**Stated task:** Starting at the line that contains "the framed picture" and ending at the final line below, convert those lines into a numbered list and leave out any blank lines.

**Dataset records:**
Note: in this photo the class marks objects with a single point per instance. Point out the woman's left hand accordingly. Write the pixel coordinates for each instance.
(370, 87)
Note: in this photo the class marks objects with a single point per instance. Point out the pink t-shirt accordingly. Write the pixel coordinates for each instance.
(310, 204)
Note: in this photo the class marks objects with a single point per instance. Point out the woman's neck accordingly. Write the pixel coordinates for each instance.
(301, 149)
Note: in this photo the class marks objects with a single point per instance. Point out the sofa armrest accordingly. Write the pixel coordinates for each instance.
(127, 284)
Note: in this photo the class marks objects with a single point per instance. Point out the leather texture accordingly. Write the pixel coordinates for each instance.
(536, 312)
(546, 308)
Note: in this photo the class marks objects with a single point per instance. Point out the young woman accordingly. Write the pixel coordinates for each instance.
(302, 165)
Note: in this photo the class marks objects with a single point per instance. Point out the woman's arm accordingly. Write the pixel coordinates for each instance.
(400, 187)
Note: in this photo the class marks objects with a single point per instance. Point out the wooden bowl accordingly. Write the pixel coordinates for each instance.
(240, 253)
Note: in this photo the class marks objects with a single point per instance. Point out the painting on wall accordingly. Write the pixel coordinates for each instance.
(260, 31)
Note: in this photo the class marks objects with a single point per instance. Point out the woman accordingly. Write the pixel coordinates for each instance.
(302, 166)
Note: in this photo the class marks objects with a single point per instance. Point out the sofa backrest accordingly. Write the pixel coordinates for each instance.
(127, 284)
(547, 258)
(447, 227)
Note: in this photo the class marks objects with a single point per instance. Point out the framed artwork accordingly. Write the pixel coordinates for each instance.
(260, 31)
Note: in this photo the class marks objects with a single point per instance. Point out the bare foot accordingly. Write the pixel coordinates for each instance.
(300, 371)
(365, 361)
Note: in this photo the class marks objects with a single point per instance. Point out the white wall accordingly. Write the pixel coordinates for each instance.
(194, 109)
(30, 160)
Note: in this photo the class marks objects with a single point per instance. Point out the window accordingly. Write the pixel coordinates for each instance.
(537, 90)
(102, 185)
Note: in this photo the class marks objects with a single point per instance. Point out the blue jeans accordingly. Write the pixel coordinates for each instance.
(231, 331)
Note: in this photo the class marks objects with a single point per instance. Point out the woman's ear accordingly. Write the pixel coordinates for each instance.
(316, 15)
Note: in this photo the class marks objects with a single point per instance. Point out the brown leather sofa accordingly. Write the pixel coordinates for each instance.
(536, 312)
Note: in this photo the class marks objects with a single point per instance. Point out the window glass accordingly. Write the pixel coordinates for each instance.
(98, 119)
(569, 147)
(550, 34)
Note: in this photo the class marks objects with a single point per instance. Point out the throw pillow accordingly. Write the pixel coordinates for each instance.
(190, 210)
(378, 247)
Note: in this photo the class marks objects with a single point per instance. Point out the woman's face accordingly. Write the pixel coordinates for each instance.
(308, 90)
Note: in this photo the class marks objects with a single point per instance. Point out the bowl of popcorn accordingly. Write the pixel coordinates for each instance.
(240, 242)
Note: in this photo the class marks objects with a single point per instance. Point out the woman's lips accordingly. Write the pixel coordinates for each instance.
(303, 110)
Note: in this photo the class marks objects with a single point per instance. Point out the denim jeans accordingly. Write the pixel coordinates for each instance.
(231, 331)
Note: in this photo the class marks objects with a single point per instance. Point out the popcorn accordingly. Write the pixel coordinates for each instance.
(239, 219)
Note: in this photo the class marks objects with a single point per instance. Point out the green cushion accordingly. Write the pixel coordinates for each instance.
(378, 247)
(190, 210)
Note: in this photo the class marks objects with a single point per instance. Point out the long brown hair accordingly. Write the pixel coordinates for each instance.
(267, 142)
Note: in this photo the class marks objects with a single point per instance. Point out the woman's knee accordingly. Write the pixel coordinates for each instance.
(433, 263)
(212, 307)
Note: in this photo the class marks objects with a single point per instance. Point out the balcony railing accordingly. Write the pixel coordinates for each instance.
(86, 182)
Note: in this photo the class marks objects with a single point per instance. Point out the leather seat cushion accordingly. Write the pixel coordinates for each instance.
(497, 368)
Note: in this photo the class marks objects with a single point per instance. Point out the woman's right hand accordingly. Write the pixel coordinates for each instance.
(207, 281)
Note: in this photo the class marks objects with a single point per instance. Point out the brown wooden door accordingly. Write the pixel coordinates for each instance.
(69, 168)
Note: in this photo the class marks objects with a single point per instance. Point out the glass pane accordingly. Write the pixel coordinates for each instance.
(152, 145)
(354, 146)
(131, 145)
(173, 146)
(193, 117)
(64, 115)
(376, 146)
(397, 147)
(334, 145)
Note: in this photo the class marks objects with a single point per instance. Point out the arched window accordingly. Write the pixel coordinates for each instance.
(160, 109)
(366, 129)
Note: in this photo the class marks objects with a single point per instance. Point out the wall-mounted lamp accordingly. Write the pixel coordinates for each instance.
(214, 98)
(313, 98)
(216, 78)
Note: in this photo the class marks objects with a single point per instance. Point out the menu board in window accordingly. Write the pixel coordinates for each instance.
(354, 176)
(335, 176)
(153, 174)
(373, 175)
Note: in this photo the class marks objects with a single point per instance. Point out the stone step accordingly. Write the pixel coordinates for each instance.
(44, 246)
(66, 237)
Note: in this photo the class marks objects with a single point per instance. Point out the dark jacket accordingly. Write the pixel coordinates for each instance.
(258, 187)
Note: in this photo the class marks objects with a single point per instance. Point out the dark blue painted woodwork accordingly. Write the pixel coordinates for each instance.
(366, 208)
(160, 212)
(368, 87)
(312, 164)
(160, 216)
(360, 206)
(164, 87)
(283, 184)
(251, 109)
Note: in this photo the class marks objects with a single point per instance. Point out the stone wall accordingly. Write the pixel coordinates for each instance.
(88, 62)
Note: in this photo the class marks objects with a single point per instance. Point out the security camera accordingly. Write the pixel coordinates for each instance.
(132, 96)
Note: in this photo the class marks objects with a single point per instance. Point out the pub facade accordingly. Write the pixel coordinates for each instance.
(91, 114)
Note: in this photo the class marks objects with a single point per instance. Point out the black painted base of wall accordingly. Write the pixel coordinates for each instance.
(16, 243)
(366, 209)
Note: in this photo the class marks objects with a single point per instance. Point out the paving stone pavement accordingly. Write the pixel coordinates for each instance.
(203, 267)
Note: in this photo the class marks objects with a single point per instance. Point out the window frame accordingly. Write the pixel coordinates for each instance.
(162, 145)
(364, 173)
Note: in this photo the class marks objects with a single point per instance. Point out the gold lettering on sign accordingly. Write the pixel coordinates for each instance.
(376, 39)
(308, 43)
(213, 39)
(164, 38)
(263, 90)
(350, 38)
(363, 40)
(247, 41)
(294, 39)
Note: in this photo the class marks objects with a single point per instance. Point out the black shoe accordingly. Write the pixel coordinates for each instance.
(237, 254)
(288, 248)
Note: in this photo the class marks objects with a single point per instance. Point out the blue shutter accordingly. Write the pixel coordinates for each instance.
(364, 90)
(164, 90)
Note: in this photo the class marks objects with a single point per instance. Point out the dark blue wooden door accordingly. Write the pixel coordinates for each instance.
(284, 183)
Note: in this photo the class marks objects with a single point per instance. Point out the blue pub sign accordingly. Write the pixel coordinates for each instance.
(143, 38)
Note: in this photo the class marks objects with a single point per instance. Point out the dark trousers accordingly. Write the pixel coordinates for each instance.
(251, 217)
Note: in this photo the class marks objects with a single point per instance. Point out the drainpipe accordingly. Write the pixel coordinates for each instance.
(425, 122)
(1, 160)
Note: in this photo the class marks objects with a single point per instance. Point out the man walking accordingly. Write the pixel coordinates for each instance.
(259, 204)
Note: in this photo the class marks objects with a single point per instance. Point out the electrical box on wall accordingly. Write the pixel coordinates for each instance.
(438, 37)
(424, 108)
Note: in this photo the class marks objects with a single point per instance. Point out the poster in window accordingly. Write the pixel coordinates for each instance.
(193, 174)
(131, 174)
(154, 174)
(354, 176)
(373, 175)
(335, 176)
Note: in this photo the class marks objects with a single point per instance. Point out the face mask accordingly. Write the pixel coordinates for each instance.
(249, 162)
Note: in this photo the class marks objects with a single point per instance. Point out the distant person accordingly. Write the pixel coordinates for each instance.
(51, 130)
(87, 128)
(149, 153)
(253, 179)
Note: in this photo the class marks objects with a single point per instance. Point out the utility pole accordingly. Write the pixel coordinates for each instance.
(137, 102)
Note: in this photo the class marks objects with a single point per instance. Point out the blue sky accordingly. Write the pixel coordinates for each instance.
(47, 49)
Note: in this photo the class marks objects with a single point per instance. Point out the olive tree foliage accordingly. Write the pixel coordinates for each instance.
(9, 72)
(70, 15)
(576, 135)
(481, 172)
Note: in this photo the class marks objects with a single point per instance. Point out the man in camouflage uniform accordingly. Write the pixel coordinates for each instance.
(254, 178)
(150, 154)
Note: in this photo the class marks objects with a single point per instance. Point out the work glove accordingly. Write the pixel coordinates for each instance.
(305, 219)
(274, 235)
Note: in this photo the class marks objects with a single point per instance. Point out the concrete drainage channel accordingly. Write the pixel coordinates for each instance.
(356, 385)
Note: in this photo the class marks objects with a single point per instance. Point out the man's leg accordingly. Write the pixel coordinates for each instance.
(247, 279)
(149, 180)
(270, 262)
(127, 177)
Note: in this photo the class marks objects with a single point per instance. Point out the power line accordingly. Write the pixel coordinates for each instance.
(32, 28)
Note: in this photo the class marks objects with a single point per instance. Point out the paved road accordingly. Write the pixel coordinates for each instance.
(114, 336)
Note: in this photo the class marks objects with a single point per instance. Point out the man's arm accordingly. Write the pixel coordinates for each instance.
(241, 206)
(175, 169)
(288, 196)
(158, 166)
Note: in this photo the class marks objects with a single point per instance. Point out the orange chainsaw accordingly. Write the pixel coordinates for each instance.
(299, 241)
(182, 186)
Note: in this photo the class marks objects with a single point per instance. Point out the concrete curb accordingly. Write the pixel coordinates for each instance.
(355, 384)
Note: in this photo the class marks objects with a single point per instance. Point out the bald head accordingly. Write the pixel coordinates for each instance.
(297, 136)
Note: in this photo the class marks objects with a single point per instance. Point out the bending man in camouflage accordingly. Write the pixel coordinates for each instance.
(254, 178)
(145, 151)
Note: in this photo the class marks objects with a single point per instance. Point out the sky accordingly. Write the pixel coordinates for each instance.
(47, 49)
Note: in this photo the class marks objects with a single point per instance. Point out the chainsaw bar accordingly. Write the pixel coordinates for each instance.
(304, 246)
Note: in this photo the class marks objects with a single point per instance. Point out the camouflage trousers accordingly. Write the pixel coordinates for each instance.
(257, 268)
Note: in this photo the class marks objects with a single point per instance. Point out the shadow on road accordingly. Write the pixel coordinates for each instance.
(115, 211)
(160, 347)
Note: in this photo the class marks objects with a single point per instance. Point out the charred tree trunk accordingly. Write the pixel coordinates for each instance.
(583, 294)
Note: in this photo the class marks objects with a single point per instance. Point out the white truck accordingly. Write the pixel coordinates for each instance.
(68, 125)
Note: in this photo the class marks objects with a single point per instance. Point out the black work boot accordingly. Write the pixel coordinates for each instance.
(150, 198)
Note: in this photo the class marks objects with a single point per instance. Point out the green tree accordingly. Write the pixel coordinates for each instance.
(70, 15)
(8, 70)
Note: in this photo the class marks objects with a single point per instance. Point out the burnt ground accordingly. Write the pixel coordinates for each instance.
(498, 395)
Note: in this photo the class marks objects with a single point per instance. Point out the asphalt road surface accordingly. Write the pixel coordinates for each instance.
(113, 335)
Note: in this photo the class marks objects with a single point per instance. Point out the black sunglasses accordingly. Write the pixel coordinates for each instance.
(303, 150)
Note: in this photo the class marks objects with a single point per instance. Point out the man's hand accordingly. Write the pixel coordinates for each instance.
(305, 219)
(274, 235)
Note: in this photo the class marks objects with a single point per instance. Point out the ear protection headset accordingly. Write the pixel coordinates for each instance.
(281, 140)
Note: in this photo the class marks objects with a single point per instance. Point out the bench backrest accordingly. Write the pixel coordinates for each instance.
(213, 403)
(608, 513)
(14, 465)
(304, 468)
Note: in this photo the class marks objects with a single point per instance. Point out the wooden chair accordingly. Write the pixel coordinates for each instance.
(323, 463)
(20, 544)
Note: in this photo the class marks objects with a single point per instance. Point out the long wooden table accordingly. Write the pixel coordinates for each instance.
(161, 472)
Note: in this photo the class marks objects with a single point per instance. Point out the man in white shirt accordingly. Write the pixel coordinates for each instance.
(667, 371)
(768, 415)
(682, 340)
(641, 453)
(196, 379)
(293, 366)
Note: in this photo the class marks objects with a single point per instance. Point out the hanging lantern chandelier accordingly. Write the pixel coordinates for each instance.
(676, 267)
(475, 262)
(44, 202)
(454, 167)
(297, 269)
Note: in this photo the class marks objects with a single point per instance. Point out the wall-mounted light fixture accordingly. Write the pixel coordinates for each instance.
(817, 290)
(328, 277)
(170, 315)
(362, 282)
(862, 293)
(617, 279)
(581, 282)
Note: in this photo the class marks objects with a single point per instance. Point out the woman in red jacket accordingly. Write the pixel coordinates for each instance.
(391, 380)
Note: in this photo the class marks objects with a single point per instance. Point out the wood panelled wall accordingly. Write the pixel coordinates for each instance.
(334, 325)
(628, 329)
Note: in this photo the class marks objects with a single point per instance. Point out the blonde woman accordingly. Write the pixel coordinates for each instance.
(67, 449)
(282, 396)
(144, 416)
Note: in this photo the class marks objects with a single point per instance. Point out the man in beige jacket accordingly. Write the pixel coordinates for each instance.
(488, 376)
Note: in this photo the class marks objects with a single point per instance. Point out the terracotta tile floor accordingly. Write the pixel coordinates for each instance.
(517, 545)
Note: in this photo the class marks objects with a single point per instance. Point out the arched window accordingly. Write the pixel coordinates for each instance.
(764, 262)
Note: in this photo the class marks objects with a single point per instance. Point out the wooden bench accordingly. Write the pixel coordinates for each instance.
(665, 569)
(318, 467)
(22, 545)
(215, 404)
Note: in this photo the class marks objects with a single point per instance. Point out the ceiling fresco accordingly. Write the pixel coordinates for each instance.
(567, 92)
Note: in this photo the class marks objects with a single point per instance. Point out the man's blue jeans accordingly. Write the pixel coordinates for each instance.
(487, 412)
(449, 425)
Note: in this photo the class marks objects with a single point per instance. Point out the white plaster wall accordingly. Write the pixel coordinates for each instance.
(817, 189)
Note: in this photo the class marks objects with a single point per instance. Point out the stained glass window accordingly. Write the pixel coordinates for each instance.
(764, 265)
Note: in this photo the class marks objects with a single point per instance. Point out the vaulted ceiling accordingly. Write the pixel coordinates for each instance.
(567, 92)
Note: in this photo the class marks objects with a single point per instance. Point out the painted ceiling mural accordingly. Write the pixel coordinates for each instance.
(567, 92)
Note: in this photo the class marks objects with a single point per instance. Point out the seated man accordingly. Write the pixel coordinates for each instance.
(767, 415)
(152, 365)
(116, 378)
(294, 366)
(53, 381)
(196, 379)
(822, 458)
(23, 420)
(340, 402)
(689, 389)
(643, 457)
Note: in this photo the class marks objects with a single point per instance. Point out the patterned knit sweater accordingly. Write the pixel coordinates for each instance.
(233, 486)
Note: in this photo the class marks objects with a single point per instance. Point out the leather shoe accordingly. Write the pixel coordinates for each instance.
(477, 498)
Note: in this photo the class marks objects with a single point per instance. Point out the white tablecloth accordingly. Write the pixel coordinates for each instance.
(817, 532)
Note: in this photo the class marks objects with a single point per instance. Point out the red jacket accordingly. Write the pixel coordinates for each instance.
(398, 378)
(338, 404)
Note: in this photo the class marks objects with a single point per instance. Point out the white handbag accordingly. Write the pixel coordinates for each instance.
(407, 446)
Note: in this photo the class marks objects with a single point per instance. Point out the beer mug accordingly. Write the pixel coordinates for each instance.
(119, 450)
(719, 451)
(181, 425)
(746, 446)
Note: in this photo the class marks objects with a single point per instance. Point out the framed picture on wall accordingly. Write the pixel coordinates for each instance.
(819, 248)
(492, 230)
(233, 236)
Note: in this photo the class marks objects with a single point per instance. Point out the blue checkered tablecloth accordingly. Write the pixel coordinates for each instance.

**Result:**
1. Note: in this photo the class marks objects with a single point per instance. Point out the framed picture on wall accordingly. Write the pixel coordinates for each instance.
2. (819, 248)
3. (492, 230)
4. (233, 236)
5. Note: in this photo the class marks objects with a single point per instance. Point out the blue checkered tablecloth accordingly. Write the pixel coordinates for each instance.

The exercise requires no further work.